[WHAT YOU NEED TO DO]
A. Answer these questions using the article on the Jalisco child-abuse law:
(i) In what month was the Jalisco law officially proposed?
(ii) Whom does Marcela Serratos work for as legislative assistant?
(iii) About how many Rotary clubs does the Guadalajara area have?
B. Pick up the article on the Jalisco child-abuse law after its final sentence and write the next few paragraphs.

A group of politicians, academics and activists, including a contingent of U.S. professors, gathered Wednesday in the halls of the Jalisco Congress in downtown Guadalajara to fete the passage of legal reforms that make penalties for child sexual abuse and prostitution more severe. The new measures in some cases double prison time for people convicted of such crimes.

Just as in the United States, where measures against child molestation typically speed through legislatures without opposition, the Jalisco law was officially proposed in May and passed in September, without the party-based strife that mars some bills.

“The vote was unanimous and it happened in record time,” said Marcela Serratos, legislative assistant to Alejandro Rojas, the representative lauded Wednesday as the prime mover behind these reforms to the state’s penal code and legal procedures.

The new measures were said to make Jalisco unique among Mexican states.

“They will have an effect in other states in Mexico,” said Gloria Del Real at Wednesday’s four-hour ceremony and breakfast. She is a member of a Guadalajara-area Rotary club that supported the new measures. Rotary, an international service group founded in Chicago, has about 20 clubs in the Guadalajara area.

[STORED DATA]
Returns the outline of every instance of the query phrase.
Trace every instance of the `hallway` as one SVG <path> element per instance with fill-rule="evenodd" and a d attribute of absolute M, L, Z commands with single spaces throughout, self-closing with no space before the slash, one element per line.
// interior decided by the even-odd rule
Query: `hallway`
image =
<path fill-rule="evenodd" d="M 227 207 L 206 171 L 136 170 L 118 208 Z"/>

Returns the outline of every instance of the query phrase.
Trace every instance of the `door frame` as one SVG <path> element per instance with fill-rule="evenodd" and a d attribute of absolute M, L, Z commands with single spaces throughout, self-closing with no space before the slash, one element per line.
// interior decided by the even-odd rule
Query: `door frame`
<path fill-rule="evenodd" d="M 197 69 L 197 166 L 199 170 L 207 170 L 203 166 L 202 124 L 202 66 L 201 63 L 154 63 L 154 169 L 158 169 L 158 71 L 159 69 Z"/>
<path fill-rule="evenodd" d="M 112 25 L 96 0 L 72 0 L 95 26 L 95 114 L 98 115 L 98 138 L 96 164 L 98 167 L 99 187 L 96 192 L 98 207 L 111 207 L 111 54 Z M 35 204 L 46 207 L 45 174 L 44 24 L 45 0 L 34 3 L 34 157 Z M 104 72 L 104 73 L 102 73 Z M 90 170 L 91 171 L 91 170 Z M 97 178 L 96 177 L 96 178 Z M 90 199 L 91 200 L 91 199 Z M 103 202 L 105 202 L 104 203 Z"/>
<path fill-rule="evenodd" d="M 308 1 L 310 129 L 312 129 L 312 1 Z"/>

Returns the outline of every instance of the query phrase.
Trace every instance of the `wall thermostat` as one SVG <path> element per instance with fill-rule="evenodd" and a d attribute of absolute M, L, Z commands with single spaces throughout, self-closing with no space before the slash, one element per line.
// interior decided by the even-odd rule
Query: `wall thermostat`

[ANSWERS TO THE PROBLEMS]
A.
(i) May
(ii) Alejandro Rojas
(iii) About 20

B.
A number of U.S. supporters attended the event marking the tough new measures. Among them was Shari Shamsavari, a psychologist affiliated with Sonoma State University in California. Shamsavari was credited by local Rotarian Guillermo Sanchez with being “the motor behind all this.”

Shamsavari leads various efforts related to children, including one that created a orchestra among disadvantaged Guadalajara kids, one that obtained birth certificates for Mexican children who lacked them, and another aimed at children enmeshed in problems on the U.S.-Mexico border. Shamsavari has lent her support to the new legislation, which will entail use of some of her methods that involve music and art and that aim to prevent child sex abuse and rehabilitate offenders and victims.